Data extracted from a collection:
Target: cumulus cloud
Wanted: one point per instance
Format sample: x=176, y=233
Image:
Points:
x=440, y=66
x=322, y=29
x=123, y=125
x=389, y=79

_Exercise instructions_
Write out the data exactly as it stands.

_Exercise output_
Target: cumulus cloud
Wanted: one point per instance
Format sample: x=176, y=233
Image:
Points:
x=440, y=66
x=322, y=29
x=123, y=125
x=389, y=79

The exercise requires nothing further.